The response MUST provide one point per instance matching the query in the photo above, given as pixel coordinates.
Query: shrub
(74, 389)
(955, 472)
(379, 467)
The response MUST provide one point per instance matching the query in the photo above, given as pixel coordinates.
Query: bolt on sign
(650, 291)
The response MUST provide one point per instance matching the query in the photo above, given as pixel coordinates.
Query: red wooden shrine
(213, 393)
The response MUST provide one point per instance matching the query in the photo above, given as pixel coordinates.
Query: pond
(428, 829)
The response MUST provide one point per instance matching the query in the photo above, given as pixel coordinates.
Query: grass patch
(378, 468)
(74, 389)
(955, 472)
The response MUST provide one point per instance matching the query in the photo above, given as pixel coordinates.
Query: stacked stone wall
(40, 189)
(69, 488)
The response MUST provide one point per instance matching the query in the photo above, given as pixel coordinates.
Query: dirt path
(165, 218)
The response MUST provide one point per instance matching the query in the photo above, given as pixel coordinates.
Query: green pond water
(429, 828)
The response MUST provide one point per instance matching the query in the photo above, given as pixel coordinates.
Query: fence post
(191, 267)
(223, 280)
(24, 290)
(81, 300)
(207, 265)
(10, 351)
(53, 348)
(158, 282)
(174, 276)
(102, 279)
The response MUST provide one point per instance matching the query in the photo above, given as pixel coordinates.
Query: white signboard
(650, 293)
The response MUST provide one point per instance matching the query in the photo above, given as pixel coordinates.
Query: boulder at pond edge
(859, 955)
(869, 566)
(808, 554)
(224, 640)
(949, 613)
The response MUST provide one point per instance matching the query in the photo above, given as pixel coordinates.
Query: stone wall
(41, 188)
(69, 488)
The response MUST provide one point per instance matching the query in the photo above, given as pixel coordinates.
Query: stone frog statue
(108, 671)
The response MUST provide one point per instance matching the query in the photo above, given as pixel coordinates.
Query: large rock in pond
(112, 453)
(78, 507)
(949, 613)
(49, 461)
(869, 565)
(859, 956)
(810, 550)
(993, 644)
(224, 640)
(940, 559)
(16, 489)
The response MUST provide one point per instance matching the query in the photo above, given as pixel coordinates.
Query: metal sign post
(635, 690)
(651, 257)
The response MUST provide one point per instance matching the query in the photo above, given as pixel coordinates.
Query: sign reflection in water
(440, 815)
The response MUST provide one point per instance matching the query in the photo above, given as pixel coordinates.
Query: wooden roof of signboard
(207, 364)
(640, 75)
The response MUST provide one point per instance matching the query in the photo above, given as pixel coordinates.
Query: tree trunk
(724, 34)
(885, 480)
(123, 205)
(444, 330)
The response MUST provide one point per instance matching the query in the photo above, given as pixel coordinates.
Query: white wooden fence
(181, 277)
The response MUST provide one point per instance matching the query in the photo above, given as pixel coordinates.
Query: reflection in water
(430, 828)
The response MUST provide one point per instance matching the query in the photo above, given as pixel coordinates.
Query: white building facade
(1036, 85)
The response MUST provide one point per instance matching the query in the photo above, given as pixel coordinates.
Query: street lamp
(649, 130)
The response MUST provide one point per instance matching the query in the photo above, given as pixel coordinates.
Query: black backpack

What to produce:
The whole listing is needed again, word for word.

Written response:
The response MUST provide one point per instance matching the query in the photo above, given as pixel coordinates.
Query: shrub
(74, 389)
(955, 472)
(379, 467)
The response MUST provide one point per instance matching the query in the photo above, given as pixel coordinates.
Query: bolt on sign
(650, 291)
The response MUST provide one point per instance matching the query in the photo above, given as pixel coordinates.
Query: red wooden shrine
(213, 393)
The response MUST provide one point per instance matching the query in the photo above, given as pixel coordinates.
Query: pond
(428, 829)
The response MUST provide one point per instance matching the query in the photo above, given as pixel coordinates.
Query: grass patch
(378, 468)
(74, 389)
(955, 472)
The response MUST provide one point per instance matching the query in the photo above, given as pixel coordinates.
Query: stacked stone wall
(40, 189)
(69, 488)
The response MUST provide one point per instance matching the query in the photo above, given as pixel coordinates.
Query: dirt path
(165, 218)
The response MUST provide one point per instance matching the query in the photo above, given as pixel coordinates.
Query: green pond water
(429, 828)
The response MUST provide one point per instance matching the query in the photo above, given as pixel coordinates.
Query: fence post
(191, 267)
(223, 280)
(24, 290)
(81, 300)
(207, 265)
(10, 351)
(53, 348)
(158, 282)
(174, 276)
(102, 279)
The response MUST provide one point per instance matching the query in the photo above, given as pixel coordinates.
Query: white signboard
(650, 293)
The response MUST provide one point per instance matching the query in the photo above, given as pixel coordinates.
Query: boulder at pond edge
(859, 955)
(869, 566)
(808, 554)
(224, 640)
(949, 613)
The response MUST provide one point per instance matching the query in the photo above, given as pixel coordinates.
Query: stone wall
(41, 188)
(69, 488)
The response MUST provide one point per instance matching the query in the photo above, given as pixel coordinates.
Query: stone frog statue
(108, 671)
The response MUST provide one point per instance matching the query in the photo above, given as pixel coordinates.
Query: large rock in pond
(112, 453)
(78, 507)
(949, 613)
(49, 461)
(869, 565)
(859, 956)
(810, 550)
(993, 644)
(224, 640)
(940, 559)
(16, 489)
The response MUST provide one point per instance matching the query in the photo above, given as pixel coordinates.
Query: metal sign post
(635, 690)
(651, 257)
The response MUST provide one point per instance matching the query in the photo above, given as pixel coordinates.
Query: sign reflection in water
(440, 815)
The response MUST provide one point per instance matching the query in the photo above, given as pixel coordinates.
Query: wooden roof of signboard
(207, 364)
(640, 75)
The response MUST provide one point per instance matching the query in the photo above, given as pixel coordinates.
Query: tree trunk
(724, 34)
(885, 480)
(123, 205)
(444, 330)
The response MUST provide one point per instance matching the query in the photo above, given as pixel coordinates.
Query: white wooden fence
(181, 277)
The response MUST provide one point per instance matching the query in the photo above, given as pixel coordinates.
Query: reflection in water
(430, 828)
The response MUST provide one point per instance matching the query in the photo above, given as pixel coordinates.
Query: white building facade
(1036, 85)
The response MUST provide one point per instance matching the query in the photo above, given as pixel coordinates.
Query: street lamp
(649, 130)
The response MUST provide one point per instance matching the query in the photo above, given as pixel coordinates.
Query: black backpack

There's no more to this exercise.